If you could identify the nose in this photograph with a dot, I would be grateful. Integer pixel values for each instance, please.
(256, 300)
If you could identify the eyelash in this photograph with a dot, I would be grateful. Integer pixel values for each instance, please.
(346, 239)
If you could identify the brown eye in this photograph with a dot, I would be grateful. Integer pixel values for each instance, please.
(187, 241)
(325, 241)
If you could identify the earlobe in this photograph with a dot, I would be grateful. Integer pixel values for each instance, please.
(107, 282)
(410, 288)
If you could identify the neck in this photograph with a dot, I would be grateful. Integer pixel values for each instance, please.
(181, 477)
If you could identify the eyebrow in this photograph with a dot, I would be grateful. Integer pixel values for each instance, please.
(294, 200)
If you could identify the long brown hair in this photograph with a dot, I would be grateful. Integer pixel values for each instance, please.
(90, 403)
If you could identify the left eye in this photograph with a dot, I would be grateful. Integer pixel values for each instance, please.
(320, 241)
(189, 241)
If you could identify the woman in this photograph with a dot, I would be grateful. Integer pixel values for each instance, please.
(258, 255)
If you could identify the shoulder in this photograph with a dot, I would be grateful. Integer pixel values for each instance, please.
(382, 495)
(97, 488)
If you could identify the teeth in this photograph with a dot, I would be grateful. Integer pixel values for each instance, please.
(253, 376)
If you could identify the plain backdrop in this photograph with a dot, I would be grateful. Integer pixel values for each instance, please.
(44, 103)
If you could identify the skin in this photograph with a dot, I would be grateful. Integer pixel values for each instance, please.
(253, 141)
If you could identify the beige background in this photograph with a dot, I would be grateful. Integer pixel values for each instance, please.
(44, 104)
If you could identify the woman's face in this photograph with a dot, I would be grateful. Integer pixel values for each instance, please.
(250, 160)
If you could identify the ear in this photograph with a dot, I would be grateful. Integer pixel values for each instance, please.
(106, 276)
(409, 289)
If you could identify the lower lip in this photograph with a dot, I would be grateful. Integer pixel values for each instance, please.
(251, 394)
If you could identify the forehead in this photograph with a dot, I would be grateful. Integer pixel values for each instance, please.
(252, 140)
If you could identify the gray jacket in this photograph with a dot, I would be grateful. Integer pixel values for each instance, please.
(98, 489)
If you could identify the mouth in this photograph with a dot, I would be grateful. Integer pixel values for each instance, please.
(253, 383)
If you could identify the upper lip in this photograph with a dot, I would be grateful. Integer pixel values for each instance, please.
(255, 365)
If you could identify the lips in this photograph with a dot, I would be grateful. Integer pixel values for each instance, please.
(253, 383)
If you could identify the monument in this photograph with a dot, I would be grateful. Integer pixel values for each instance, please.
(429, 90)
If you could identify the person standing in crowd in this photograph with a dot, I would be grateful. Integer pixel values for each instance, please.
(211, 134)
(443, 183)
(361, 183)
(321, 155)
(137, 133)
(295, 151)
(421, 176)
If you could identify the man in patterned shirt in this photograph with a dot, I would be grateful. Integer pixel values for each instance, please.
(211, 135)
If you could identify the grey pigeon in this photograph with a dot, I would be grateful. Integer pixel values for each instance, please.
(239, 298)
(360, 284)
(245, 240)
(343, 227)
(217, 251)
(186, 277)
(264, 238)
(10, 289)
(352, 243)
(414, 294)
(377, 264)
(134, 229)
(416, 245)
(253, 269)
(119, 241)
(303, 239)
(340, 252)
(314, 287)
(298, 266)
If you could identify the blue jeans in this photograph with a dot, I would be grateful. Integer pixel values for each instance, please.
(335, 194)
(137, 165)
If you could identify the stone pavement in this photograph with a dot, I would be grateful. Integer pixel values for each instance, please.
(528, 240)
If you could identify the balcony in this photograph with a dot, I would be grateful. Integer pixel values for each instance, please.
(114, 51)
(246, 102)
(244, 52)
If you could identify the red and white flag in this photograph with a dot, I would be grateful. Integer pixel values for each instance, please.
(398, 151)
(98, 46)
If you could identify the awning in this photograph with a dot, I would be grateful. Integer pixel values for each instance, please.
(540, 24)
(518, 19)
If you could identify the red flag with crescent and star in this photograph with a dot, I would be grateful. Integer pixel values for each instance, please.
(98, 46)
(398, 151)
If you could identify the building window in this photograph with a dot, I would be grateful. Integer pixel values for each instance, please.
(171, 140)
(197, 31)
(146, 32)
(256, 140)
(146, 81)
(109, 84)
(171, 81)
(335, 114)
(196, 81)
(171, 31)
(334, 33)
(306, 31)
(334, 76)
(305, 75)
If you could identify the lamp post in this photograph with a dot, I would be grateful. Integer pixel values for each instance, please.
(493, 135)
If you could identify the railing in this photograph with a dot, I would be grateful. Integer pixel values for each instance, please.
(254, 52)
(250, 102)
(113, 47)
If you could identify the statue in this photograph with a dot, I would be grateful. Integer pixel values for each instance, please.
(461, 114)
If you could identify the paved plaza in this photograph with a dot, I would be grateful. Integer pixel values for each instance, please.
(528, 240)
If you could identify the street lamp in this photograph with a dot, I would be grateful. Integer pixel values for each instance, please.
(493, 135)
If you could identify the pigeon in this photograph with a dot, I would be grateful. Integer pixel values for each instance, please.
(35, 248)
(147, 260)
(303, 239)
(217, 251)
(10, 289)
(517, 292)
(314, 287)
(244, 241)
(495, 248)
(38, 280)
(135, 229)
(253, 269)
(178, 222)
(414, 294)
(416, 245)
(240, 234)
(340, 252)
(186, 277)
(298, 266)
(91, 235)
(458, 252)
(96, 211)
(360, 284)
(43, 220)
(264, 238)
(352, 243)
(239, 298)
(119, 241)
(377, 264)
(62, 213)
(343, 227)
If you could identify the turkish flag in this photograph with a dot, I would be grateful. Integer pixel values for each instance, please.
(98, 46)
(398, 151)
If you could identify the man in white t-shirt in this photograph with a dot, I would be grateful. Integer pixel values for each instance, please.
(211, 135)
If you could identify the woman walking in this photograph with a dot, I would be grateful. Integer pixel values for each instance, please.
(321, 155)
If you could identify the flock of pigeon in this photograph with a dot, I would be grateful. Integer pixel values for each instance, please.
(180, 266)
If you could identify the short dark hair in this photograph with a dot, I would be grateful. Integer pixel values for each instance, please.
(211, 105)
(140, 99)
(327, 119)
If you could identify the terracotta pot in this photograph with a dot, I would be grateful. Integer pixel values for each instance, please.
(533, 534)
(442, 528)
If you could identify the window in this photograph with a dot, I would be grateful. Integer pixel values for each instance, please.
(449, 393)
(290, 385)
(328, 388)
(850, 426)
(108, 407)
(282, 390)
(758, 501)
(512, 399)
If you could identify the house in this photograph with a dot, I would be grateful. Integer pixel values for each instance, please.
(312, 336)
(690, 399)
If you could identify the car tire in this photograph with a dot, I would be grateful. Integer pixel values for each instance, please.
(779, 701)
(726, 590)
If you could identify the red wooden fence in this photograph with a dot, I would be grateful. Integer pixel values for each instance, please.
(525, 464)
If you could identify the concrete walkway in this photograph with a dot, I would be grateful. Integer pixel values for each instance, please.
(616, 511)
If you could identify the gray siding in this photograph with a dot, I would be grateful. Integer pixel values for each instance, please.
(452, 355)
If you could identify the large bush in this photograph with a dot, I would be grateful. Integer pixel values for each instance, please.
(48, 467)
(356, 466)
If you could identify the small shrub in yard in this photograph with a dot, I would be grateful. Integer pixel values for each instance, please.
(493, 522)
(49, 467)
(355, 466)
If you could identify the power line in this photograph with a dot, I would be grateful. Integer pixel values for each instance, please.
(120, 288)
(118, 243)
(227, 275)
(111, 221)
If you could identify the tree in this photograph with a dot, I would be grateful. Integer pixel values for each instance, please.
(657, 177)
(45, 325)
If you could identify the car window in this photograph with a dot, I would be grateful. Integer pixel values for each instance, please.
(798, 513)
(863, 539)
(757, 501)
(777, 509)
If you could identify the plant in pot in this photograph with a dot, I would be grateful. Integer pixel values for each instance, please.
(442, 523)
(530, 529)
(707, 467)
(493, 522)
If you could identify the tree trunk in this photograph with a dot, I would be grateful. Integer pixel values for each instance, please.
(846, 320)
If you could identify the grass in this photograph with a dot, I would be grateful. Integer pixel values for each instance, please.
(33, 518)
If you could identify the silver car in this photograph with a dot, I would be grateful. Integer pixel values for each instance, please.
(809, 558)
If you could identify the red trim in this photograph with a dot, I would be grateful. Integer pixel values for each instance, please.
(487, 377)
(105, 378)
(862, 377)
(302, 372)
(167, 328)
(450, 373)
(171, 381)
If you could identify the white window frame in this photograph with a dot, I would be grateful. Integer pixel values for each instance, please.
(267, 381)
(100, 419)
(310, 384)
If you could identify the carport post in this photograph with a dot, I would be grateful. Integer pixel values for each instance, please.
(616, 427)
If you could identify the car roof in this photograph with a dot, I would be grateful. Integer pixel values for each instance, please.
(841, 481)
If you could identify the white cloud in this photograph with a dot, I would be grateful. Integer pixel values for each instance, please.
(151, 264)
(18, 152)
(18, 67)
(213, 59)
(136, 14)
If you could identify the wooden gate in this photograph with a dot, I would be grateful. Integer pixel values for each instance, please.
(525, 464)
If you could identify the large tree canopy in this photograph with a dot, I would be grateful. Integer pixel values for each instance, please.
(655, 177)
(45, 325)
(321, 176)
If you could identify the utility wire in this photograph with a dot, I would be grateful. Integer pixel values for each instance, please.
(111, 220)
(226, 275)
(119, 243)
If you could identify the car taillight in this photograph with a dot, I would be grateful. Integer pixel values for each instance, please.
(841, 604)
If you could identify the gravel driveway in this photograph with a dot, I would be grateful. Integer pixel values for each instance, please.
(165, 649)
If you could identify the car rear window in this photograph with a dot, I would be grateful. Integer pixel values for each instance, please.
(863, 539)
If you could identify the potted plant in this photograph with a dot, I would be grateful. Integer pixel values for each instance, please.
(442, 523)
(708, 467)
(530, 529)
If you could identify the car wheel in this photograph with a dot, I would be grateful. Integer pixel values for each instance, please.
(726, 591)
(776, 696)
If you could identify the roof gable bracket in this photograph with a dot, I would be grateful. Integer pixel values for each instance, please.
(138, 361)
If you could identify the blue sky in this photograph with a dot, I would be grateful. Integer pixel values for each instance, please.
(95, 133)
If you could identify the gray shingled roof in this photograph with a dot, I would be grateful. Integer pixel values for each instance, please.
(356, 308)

##########

• _TO BE DONE_
Using the records above, please retype only the run of lines from the line holding "If you could identify the potted" through the last line, both ends included.

• _TASK RESULT_
If you could identify the potted plant in this photograph with a dot, I would be grateful. Integer pixel values for each instance, please.
(442, 523)
(708, 467)
(530, 529)
If you could identify the car wheel in this photograph with a dot, I would be grateful. Integer pixel values for each instance, please.
(726, 591)
(776, 696)
If you could identify the roof gable bracket in this photograph with a dot, I would be grateful. Integer pixel values for each instance, please.
(138, 361)
If you could identify the blue sky in this photograph with a dot, I would be grateful. Integer pixel values for each instance, please.
(95, 133)
If you could identify the gray shingled roof in this photograph with a dot, I would be grateful. Integer pixel values for each instance, please.
(356, 308)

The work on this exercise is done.